EXERCISE DESCRIPTION: Collect every line of the items below that contains the word "green", matching case exactly.

RECORDS PROVIDED:
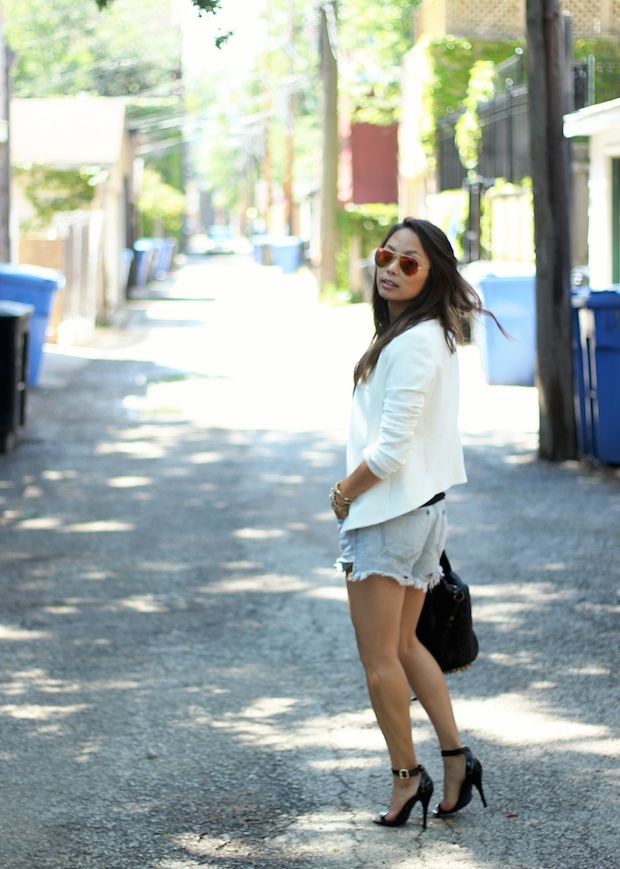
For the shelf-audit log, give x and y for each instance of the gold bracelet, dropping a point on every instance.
(336, 493)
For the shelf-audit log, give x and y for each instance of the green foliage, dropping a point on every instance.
(161, 207)
(64, 48)
(606, 54)
(51, 190)
(450, 61)
(367, 223)
(467, 131)
(374, 37)
(203, 6)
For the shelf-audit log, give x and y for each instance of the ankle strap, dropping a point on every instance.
(408, 773)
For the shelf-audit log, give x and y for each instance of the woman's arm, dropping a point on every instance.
(347, 490)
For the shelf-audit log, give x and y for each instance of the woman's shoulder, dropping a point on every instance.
(427, 333)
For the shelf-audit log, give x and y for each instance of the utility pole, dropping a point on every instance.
(5, 158)
(552, 183)
(289, 155)
(329, 124)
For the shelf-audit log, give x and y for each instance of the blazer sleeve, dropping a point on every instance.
(410, 369)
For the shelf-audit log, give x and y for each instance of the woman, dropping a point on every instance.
(403, 454)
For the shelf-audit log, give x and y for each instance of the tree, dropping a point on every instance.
(204, 6)
(551, 182)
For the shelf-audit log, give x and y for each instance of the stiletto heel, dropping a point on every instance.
(473, 778)
(423, 794)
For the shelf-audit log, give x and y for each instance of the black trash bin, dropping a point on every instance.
(14, 347)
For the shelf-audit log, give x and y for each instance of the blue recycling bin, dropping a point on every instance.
(144, 252)
(262, 249)
(36, 286)
(596, 349)
(508, 290)
(287, 253)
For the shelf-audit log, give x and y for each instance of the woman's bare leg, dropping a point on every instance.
(376, 605)
(429, 686)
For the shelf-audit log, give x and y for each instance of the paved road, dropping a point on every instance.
(180, 686)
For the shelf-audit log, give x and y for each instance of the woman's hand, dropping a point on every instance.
(340, 504)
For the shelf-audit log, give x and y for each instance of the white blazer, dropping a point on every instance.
(404, 423)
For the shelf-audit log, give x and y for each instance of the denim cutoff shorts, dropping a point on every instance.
(406, 548)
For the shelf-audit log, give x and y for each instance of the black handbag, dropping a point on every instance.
(445, 625)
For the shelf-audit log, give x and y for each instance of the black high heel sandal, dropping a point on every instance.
(473, 778)
(423, 794)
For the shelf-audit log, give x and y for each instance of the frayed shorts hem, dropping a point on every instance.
(406, 548)
(424, 583)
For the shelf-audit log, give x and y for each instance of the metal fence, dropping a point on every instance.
(504, 121)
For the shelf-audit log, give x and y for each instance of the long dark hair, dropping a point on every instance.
(446, 297)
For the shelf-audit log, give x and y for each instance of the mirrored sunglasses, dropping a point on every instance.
(408, 264)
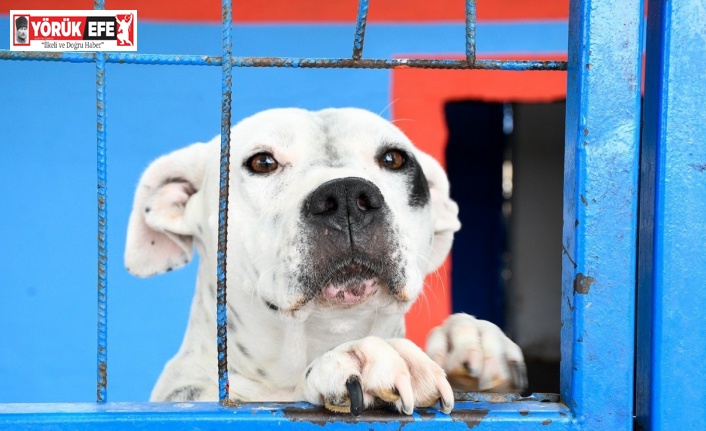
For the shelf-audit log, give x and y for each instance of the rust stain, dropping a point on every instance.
(582, 284)
(321, 416)
(699, 167)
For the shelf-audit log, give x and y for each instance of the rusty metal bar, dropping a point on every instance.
(222, 337)
(102, 354)
(470, 31)
(359, 37)
(288, 62)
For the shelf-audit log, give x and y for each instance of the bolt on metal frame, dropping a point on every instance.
(602, 167)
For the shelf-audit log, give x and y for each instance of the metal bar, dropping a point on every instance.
(522, 415)
(470, 31)
(359, 37)
(672, 262)
(600, 212)
(288, 62)
(102, 165)
(223, 203)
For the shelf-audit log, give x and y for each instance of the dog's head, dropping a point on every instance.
(334, 207)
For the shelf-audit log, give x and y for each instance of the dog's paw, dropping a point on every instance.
(477, 355)
(373, 372)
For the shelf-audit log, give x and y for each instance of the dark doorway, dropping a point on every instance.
(505, 165)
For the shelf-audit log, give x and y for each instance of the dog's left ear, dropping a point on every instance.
(444, 209)
(160, 234)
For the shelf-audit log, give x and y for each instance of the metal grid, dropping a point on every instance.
(226, 61)
(600, 246)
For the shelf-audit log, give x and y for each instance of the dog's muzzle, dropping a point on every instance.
(351, 242)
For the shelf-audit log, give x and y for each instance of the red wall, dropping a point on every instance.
(317, 10)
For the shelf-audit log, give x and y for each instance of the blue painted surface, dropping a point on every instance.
(102, 234)
(672, 292)
(484, 416)
(224, 184)
(600, 212)
(47, 151)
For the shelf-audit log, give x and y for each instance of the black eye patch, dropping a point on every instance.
(396, 160)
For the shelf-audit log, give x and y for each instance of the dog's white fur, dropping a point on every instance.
(286, 343)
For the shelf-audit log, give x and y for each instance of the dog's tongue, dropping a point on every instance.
(350, 294)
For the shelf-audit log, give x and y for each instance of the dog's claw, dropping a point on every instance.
(519, 375)
(355, 393)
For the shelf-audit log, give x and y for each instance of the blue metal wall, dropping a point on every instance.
(47, 161)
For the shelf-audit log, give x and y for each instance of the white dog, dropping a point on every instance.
(335, 218)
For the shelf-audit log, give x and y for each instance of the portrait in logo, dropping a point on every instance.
(125, 29)
(21, 30)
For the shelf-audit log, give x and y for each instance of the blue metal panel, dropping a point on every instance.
(288, 62)
(672, 266)
(600, 212)
(479, 415)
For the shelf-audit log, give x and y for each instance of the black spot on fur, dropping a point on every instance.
(418, 185)
(187, 393)
(243, 350)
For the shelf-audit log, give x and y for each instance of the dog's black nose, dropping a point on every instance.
(345, 203)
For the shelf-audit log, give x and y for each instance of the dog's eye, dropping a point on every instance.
(393, 160)
(262, 163)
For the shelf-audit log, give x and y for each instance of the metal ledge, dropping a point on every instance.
(531, 413)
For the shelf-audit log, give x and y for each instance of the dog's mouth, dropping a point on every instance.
(351, 282)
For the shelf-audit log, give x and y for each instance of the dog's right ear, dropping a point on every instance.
(159, 236)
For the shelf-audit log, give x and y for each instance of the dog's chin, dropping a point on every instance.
(349, 293)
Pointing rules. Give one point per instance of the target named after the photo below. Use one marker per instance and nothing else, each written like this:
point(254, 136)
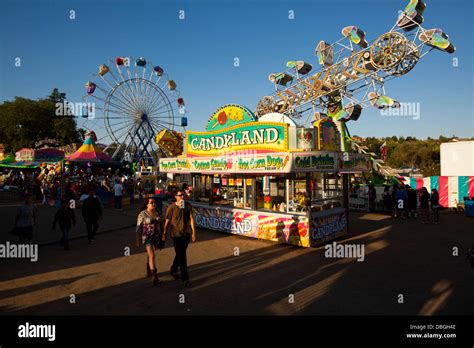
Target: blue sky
point(198, 52)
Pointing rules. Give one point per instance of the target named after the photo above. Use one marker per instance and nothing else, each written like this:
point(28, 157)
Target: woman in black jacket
point(66, 218)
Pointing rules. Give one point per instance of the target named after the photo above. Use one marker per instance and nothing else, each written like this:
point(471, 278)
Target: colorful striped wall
point(451, 189)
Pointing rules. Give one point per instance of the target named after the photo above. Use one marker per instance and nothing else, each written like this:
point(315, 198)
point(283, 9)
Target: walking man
point(92, 213)
point(179, 221)
point(118, 192)
point(66, 218)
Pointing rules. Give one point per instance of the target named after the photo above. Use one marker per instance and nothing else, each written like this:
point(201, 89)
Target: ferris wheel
point(128, 103)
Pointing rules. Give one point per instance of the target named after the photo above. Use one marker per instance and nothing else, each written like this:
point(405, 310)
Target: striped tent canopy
point(10, 158)
point(89, 152)
point(451, 189)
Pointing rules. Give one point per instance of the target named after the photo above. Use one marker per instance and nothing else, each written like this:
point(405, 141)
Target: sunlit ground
point(401, 258)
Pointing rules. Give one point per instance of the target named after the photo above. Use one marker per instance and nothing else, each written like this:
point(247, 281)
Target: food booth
point(267, 178)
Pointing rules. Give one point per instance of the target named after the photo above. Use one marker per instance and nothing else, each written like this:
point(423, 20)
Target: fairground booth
point(267, 178)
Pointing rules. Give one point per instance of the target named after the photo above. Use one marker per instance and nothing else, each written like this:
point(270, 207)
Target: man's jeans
point(180, 246)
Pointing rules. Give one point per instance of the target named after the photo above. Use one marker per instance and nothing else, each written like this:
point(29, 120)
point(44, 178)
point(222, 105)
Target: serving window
point(326, 191)
point(291, 193)
point(202, 189)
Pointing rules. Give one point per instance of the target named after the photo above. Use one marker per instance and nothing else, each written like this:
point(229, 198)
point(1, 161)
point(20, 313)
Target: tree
point(24, 121)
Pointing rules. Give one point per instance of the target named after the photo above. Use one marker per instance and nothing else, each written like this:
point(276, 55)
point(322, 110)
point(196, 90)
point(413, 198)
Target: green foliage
point(24, 122)
point(410, 152)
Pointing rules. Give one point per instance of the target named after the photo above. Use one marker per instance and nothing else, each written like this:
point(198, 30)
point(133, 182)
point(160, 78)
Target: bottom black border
point(241, 329)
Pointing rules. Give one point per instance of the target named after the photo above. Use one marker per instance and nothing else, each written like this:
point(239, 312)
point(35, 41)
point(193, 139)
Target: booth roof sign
point(229, 115)
point(282, 162)
point(254, 136)
point(24, 155)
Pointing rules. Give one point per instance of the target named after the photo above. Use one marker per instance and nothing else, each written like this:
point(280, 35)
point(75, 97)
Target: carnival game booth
point(267, 179)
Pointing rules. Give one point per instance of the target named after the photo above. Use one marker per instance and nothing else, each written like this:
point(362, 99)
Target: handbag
point(15, 231)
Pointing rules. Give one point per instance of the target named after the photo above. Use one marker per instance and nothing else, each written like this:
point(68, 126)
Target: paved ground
point(402, 257)
point(43, 233)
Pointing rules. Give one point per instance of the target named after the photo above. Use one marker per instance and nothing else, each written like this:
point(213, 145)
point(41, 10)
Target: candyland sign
point(264, 163)
point(263, 136)
point(174, 165)
point(274, 227)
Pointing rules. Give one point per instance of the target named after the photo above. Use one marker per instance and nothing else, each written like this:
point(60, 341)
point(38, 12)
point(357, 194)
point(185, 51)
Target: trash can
point(469, 208)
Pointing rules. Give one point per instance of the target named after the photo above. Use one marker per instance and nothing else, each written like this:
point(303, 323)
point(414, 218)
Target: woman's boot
point(156, 280)
point(148, 270)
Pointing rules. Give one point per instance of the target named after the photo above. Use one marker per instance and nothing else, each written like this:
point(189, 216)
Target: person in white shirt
point(118, 192)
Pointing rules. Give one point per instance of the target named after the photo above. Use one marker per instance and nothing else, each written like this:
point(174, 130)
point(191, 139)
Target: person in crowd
point(387, 200)
point(25, 220)
point(149, 230)
point(372, 197)
point(131, 190)
point(148, 187)
point(92, 213)
point(118, 193)
point(435, 205)
point(66, 218)
point(412, 202)
point(394, 200)
point(424, 205)
point(179, 222)
point(401, 202)
point(140, 188)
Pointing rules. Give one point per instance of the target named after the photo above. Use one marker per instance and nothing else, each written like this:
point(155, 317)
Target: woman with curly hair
point(148, 232)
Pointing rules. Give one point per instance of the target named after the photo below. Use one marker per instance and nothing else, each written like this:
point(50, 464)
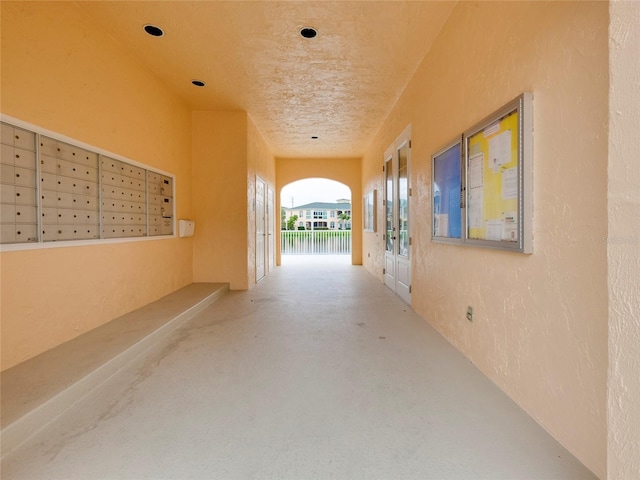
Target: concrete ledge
point(37, 391)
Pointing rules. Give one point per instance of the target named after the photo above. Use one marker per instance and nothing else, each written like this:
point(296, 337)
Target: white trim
point(63, 138)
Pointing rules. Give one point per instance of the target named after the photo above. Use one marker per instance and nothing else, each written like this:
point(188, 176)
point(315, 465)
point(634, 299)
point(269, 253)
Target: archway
point(344, 170)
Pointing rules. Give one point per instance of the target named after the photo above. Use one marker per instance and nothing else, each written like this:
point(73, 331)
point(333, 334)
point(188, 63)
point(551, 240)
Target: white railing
point(315, 242)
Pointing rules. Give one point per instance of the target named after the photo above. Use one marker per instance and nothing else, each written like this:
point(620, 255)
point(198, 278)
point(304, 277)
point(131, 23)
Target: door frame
point(397, 267)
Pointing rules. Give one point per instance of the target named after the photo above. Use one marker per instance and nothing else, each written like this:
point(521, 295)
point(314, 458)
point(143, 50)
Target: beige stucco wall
point(540, 320)
point(344, 170)
point(220, 172)
point(59, 72)
point(623, 242)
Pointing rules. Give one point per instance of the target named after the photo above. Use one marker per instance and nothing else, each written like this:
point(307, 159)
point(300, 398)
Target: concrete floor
point(318, 372)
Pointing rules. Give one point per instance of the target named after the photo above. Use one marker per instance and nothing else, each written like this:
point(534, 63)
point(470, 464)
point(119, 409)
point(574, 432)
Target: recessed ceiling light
point(308, 32)
point(153, 30)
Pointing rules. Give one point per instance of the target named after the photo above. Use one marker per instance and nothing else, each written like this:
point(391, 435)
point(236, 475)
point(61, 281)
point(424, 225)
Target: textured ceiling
point(338, 86)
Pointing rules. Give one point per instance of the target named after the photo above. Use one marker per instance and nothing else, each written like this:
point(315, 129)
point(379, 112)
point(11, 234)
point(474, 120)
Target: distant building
point(320, 216)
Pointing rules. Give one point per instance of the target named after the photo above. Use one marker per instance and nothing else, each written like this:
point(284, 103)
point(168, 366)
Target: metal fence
point(315, 242)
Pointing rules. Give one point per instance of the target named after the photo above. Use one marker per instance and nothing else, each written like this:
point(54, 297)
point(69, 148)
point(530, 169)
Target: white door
point(271, 227)
point(397, 269)
point(260, 229)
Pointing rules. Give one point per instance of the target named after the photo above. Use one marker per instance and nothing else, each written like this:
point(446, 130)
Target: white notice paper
point(500, 150)
point(510, 230)
point(475, 171)
point(510, 183)
point(494, 229)
point(475, 208)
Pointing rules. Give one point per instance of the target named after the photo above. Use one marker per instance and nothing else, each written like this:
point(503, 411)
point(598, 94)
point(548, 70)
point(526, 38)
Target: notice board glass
point(498, 171)
point(446, 191)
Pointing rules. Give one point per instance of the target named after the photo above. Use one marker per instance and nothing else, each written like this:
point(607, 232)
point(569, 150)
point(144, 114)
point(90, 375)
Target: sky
point(313, 190)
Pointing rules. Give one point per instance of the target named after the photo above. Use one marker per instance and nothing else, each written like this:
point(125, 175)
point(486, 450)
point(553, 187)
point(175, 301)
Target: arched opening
point(315, 220)
point(346, 171)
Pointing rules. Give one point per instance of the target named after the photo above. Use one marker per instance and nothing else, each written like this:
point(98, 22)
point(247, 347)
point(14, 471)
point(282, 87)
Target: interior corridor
point(317, 372)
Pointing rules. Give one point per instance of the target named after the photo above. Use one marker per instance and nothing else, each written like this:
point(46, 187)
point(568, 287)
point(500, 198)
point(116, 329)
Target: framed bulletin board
point(369, 209)
point(498, 178)
point(446, 189)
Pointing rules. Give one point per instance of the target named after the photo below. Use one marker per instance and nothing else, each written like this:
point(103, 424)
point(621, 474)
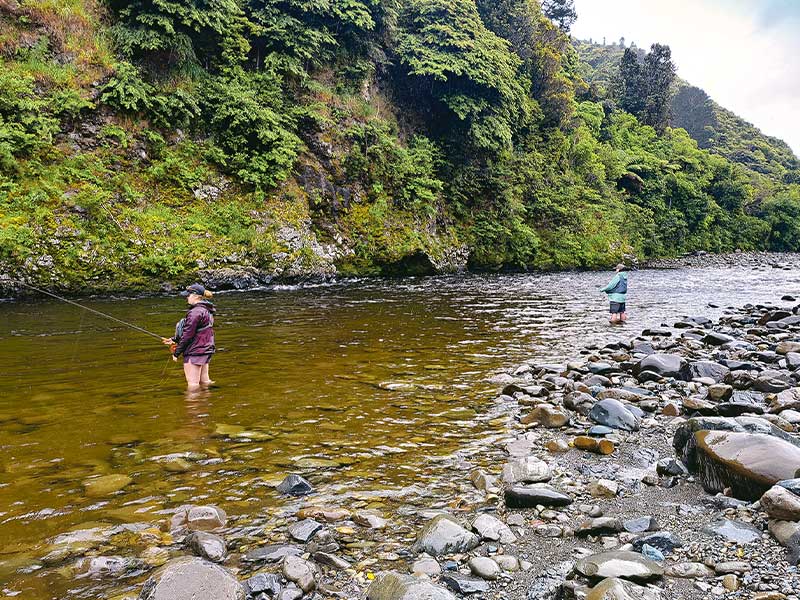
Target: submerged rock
point(395, 586)
point(747, 463)
point(294, 485)
point(445, 535)
point(621, 564)
point(190, 578)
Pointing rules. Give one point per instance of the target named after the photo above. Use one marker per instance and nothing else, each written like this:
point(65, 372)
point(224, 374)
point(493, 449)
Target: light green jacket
point(612, 284)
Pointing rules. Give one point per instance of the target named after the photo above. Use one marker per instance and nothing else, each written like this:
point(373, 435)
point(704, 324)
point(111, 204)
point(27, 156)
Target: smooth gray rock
point(445, 535)
point(191, 578)
point(395, 586)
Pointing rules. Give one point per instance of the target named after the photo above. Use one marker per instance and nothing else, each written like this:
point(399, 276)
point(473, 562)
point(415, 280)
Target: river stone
point(272, 553)
point(781, 504)
point(484, 567)
point(532, 496)
point(619, 589)
point(622, 564)
point(199, 518)
point(493, 529)
point(665, 365)
point(689, 570)
point(304, 530)
point(715, 338)
point(662, 540)
point(191, 578)
point(301, 572)
point(733, 531)
point(546, 416)
point(395, 586)
point(465, 584)
point(105, 485)
point(785, 400)
point(295, 485)
point(207, 545)
point(444, 535)
point(747, 463)
point(614, 414)
point(526, 470)
point(263, 583)
point(599, 526)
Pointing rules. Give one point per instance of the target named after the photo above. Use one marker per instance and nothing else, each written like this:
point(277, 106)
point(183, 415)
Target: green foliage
point(250, 123)
point(463, 72)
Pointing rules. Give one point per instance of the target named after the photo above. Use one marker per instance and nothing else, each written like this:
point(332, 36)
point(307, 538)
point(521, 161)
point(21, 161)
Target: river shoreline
point(604, 505)
point(232, 281)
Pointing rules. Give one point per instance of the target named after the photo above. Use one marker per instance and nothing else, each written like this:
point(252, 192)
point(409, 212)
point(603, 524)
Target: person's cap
point(195, 288)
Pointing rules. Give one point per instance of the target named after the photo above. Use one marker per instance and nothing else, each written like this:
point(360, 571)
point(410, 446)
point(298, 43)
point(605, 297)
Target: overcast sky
point(744, 53)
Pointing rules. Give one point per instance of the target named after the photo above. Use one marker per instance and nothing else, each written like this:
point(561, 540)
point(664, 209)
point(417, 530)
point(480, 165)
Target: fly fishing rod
point(97, 312)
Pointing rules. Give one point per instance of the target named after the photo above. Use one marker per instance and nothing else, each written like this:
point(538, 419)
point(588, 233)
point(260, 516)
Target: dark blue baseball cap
point(195, 288)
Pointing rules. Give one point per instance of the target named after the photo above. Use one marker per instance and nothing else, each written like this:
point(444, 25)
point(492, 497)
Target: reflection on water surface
point(365, 387)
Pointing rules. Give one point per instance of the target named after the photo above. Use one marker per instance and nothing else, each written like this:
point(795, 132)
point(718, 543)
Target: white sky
point(744, 53)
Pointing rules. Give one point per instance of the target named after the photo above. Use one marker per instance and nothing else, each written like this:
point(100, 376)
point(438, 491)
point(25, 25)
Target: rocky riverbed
point(660, 467)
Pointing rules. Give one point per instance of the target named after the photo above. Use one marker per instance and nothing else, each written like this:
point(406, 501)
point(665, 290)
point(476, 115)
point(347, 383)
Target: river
point(368, 388)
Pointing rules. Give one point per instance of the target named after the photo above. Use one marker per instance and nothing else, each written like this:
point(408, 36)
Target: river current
point(365, 387)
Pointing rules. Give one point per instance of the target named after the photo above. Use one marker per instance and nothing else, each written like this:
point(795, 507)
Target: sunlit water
point(384, 378)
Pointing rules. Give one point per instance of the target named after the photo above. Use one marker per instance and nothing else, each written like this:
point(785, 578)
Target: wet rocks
point(526, 470)
point(624, 565)
point(546, 416)
point(190, 578)
point(295, 485)
point(395, 586)
point(445, 535)
point(207, 545)
point(663, 365)
point(532, 496)
point(199, 518)
point(612, 413)
point(493, 529)
point(781, 504)
point(301, 572)
point(748, 464)
point(106, 485)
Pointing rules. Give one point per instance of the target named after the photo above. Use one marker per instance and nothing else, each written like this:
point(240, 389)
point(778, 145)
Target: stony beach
point(662, 467)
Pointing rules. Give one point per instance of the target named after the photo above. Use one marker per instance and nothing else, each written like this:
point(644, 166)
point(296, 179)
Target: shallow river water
point(365, 387)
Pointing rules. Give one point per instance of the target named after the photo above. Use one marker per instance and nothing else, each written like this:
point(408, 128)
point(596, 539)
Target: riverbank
point(235, 278)
point(586, 451)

ANSWER TO THE TASK:
For the shelf-audit log, give x and y for each instance of the green foliage, dropping a point on every instance.
Target: green foliage
Target: light green jacket
Target: green foliage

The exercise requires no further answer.